**WHAT TO PRODUCE**
Using the entries that follow, write out the line containing "point: black beanie", the line containing "point: boy in", and every line between them, exactly and nothing else.

Stored data entries
[Start of section]

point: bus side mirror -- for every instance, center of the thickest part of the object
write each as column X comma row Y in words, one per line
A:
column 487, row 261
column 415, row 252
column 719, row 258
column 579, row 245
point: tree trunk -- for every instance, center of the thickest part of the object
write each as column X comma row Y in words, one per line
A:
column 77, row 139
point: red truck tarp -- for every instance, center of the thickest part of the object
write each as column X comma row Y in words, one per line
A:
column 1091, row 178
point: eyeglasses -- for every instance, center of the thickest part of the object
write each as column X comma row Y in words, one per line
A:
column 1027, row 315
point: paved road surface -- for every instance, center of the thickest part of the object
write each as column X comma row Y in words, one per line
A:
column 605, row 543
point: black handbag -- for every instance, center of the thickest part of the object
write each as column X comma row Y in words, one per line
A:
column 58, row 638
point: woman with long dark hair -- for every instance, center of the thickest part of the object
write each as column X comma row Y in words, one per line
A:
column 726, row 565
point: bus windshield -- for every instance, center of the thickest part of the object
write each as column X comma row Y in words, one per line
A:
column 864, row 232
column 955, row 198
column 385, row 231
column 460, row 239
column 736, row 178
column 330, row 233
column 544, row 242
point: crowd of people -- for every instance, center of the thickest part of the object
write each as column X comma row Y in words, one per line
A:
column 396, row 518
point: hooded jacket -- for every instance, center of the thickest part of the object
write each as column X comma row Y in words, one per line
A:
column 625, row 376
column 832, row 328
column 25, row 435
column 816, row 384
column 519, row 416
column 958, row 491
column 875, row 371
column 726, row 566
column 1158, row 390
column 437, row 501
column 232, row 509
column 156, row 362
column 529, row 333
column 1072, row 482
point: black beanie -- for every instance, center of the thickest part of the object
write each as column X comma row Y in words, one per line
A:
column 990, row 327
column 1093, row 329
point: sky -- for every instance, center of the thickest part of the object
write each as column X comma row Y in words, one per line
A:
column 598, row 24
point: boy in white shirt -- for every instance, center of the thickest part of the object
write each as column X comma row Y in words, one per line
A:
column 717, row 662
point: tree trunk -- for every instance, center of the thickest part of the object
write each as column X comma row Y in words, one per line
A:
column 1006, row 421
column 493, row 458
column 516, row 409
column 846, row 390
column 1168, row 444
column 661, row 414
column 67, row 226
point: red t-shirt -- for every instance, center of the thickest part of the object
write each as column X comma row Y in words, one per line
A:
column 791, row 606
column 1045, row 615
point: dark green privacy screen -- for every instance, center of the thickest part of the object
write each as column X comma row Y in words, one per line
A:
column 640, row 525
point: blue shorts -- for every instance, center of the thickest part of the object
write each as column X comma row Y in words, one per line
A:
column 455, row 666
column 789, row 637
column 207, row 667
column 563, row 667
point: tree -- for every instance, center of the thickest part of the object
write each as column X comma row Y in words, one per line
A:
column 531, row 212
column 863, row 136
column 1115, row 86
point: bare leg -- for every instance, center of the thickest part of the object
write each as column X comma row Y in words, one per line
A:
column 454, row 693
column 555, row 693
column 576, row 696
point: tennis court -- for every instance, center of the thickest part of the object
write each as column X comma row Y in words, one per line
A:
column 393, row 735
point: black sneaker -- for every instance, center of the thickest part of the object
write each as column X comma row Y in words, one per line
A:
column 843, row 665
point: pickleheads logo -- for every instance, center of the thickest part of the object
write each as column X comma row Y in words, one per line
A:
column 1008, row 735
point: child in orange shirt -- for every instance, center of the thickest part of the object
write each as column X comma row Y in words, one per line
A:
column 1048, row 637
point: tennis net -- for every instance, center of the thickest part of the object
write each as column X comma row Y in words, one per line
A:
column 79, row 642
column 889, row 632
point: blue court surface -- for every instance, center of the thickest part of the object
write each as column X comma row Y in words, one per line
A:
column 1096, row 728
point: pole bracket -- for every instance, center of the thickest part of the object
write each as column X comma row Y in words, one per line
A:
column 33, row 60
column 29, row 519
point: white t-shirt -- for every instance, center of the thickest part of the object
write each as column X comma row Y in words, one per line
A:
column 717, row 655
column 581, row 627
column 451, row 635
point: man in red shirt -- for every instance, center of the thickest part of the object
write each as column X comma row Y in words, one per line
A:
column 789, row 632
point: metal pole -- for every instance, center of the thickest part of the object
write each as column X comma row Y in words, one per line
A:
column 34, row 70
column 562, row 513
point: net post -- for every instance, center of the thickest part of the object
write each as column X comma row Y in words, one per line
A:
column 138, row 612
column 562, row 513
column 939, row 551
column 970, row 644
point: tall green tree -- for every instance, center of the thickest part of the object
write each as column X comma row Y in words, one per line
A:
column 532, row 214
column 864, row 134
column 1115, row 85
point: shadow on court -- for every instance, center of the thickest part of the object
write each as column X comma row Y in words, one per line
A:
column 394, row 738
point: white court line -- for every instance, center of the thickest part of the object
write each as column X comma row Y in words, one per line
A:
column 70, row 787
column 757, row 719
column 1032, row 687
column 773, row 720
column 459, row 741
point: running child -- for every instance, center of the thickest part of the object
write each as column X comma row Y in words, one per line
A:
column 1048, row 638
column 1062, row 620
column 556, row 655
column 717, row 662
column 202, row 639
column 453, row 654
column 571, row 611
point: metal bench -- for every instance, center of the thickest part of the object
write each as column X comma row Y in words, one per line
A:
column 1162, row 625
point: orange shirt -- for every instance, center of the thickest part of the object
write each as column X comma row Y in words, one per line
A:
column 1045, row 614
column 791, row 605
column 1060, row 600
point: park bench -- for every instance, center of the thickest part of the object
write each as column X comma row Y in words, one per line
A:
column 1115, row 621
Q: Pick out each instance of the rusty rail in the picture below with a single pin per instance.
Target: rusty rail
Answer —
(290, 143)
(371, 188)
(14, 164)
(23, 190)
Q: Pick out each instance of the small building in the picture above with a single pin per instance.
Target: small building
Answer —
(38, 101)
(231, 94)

[End of section]

**OUTPUT FOR THIS TASK**
point: black beanie -- for every instance, center of the thickest part of the object
write each as column X comma row Y in words, one per line
A:
column 990, row 327
column 1093, row 329
point: sky -- for every instance, center of the thickest part of the object
write each as column X comma row Y in words, one per line
A:
column 598, row 24
point: boy in white shirt -- for every instance, center of the thickest part of the object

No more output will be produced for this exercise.